TUGAS BAHASA INDONESIA
KARYA TULIS
MEMBANGUN MASA DEPAN ANAK-ANAK
Drs.H.Nur Abadi,MA
Oleh
:
SUMARYANI
(51)
PROGRAM STRATA SATU SEKOLAH
TINGGI ILMU
TARBIYAH MUHAMMADIYAH WATES,
KULON PROGO
YOGYAKARTA
2011
11
BAB I
PENDAHULUAN
A.
Latar Belakang Masalah
Dalam karya tulis ini menyinggung
mengenai anak-anak secara luas, dimana sekarang ini anak-anak sering kali
menjadi korban akan ketidak pahaman mereka dengan masalah-masalah yang terjadi
lingkungannya. Sehingga situasi seperti ini membuat perkembangan anak-anak
tidak dapat maksimal, dari sisi perkembangan pola pikir dan tingkah laku
mereka. Sebagai contoh kecil adalah anak-anak yang baru duduk dibangku sekolah
dasar mulai mengkomsumsi rokok, atau bahkan sudah mengenal tawuran atau
perkelahian yang menyebabkan temannya masuk rumah sakit. Hal semacam inilah
yang sering terjadi dikota-kota besar dan tidak menutup kemungkinan akan
terjadi didaerah-daerah.

::::

TINDAKAN YANG DIPERLUKAN:
A) Perbarui baris-baris catatan mulai dari baris yang memuat "segment: <item>moose eye</item>" hingga baris terakhir catatan dengan mengganti "even-odd" menjadi "evenodd", sementara bagian lainnya dibiarkan sama.
B) Lanjutkan karya tulis tentang membangun masa depan anak-anak itu mulai setelah kalimat terakhirnya.
Karya tulis di atas dan catatan sesudahnya diambil dari sumber yang berlainan.

Data Tersimpan:
::::

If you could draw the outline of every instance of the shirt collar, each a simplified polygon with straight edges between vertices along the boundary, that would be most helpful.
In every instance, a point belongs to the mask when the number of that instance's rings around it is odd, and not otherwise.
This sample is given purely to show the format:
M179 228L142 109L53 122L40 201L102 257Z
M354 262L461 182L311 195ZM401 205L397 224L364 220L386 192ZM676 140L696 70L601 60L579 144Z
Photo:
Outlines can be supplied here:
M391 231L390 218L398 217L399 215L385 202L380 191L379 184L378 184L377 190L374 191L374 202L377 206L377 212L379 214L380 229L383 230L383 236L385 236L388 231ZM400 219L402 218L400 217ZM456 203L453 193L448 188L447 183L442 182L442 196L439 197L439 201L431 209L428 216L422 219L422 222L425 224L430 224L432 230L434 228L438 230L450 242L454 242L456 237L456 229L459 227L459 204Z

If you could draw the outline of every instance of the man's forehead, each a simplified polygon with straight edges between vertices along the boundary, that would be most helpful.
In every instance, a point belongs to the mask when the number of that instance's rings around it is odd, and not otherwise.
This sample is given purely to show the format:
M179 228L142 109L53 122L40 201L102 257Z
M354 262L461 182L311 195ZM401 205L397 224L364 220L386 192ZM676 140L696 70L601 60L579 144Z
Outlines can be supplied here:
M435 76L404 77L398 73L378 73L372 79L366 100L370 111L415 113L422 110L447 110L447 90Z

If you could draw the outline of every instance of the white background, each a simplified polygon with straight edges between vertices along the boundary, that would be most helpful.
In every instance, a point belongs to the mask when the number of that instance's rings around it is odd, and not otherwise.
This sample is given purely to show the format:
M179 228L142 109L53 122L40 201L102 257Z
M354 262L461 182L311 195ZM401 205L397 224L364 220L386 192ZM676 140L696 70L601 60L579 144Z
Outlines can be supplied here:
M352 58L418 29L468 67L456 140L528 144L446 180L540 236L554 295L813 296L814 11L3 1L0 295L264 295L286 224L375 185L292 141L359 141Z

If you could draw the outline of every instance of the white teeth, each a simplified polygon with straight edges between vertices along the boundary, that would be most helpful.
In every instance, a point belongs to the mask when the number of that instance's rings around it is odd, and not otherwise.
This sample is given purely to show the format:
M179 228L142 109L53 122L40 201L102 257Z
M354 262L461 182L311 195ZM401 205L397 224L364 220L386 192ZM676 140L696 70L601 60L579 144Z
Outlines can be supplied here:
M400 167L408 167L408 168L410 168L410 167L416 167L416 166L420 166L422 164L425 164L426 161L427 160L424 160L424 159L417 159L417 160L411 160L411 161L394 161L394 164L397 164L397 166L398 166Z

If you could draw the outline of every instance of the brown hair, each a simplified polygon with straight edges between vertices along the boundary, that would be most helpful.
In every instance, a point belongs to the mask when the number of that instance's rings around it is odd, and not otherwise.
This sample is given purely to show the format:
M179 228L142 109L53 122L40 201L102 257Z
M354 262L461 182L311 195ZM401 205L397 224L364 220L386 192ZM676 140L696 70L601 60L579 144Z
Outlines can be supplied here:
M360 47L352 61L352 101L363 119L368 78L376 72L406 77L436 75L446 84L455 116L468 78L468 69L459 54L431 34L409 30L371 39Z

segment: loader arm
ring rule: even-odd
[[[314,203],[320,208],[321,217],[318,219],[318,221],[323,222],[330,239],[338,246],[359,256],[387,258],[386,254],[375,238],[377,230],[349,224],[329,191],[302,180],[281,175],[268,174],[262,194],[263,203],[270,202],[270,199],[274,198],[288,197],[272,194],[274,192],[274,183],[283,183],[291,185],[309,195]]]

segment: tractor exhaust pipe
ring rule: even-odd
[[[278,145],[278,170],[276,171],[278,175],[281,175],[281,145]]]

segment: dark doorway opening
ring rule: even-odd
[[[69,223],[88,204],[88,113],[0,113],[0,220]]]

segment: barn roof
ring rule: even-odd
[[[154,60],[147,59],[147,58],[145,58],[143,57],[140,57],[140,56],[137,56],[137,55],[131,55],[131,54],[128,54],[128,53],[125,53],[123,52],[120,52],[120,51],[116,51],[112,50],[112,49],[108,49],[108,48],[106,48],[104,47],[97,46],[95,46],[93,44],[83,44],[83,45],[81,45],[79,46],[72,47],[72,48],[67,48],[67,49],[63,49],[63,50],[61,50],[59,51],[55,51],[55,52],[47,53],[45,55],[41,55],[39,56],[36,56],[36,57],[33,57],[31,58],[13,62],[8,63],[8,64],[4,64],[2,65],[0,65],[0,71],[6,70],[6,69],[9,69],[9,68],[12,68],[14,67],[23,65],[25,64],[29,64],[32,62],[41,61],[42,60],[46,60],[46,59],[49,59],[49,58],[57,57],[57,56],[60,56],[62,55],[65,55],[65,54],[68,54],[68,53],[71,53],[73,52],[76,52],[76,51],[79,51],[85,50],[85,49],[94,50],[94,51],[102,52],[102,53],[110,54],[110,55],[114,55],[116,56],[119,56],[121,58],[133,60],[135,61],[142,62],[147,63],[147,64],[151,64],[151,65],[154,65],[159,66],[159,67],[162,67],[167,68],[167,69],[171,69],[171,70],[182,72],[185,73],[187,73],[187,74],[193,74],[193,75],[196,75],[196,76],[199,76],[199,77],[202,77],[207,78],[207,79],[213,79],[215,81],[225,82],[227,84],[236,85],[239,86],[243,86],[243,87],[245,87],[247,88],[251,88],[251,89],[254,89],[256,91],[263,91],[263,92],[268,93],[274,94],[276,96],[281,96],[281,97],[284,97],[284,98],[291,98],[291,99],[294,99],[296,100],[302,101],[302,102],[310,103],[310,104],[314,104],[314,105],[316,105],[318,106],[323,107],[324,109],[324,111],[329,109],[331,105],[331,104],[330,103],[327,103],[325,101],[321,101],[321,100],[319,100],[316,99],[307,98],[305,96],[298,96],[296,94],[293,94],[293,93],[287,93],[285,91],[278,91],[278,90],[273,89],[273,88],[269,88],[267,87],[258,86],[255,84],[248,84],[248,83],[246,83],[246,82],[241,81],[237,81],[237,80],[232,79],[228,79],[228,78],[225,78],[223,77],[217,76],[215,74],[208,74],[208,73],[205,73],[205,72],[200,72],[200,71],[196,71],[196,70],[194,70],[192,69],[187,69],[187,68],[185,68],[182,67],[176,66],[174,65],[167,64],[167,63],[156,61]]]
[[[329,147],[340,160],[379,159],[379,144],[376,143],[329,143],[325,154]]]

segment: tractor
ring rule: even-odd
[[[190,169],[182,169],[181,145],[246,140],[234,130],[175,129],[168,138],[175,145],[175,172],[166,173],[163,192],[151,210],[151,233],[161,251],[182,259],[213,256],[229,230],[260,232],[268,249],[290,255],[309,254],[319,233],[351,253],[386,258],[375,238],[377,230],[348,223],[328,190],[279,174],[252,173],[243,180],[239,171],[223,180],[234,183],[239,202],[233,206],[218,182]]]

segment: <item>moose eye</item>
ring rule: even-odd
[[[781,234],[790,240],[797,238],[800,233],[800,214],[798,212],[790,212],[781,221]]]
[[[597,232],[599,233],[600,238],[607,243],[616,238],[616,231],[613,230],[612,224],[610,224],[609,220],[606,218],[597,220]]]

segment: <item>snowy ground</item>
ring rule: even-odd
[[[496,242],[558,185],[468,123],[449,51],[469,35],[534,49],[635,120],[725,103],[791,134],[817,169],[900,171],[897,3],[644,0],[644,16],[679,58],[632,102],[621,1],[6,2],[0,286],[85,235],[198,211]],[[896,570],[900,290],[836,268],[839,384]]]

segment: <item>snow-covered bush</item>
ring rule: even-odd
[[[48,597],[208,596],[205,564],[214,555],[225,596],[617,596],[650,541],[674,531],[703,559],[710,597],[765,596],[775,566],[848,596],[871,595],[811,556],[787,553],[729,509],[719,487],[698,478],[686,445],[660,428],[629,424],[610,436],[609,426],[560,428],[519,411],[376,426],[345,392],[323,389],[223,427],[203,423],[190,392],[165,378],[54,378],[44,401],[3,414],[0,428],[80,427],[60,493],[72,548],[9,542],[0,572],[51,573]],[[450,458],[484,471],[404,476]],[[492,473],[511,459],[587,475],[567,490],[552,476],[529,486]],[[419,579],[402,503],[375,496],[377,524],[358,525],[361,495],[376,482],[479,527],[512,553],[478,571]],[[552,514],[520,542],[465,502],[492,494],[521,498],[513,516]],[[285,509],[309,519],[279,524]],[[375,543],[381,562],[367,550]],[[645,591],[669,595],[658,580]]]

::::

JAWABAN PERMASALAHAN:
A)
segment: <item>moose eye</item>
ring rule: evenodd
[[[781,234],[790,240],[797,238],[800,233],[800,214],[798,212],[790,212],[781,221]]]
[[[597,232],[599,233],[600,238],[607,243],[616,238],[616,231],[613,230],[612,224],[610,224],[609,220],[606,218],[597,220]]]

segment: <item>snowy ground</item>
ring rule: evenodd
[[[496,242],[558,185],[468,123],[449,51],[469,35],[534,49],[635,120],[725,103],[791,134],[817,169],[900,171],[897,3],[644,0],[644,16],[679,58],[632,102],[621,1],[6,2],[0,286],[85,235],[198,211]],[[896,570],[900,290],[836,268],[839,384]]]

segment: <item>snow-covered bush</item>
ring rule: evenodd
[[[48,597],[208,596],[205,564],[214,555],[225,596],[617,596],[650,541],[674,531],[703,559],[710,597],[765,596],[775,566],[848,596],[871,595],[811,556],[787,553],[729,509],[719,487],[698,478],[686,445],[660,428],[629,424],[610,436],[609,426],[560,428],[519,411],[376,426],[345,392],[323,389],[223,427],[203,423],[190,392],[165,378],[54,378],[44,401],[3,414],[0,428],[80,427],[60,493],[72,548],[9,542],[0,572],[51,573]],[[450,458],[484,471],[404,476]],[[492,473],[511,459],[587,475],[567,490],[552,476],[529,486]],[[419,579],[402,503],[375,496],[377,524],[358,525],[361,495],[376,482],[479,527],[512,553],[478,571]],[[552,514],[520,542],[465,502],[492,494],[521,498],[513,516]],[[285,509],[309,519],[279,524]],[[375,543],[381,562],[367,550]],[[645,591],[669,595],[658,580]]]

B)
B.
Rumusan
Masalah
Hakekatnya
anak-anak tidak dapat dipersalahkan atas tindakannya, karena tidak adil jika
anak-anak tersebut dijadikan sebagai yang bersalah dalam sebuah permasalahan.
Pada dasarnya anak-anak sendiri memiliki kecenderungan tidak berfikir panjang
atas apa yang dilakukan. Jadi jika anak-anak tersebut membuat kesalahan
siapakah yang harus bertanggungjawab? Apakah mungkin ada yang salah dengan
sistem pembelajarannya sehingga anak-anak merasa dibatasi? Dan yang tak pernah
terlintas pada kita calon pendidik, atau orang tua sekaligus bahwa anak ini
dapat berpeluang tumbuh menjadi beban masyarakat? Hal-hal seperti inilah yang
akan menjadi pembahasan dalam karya tulis ini.
C.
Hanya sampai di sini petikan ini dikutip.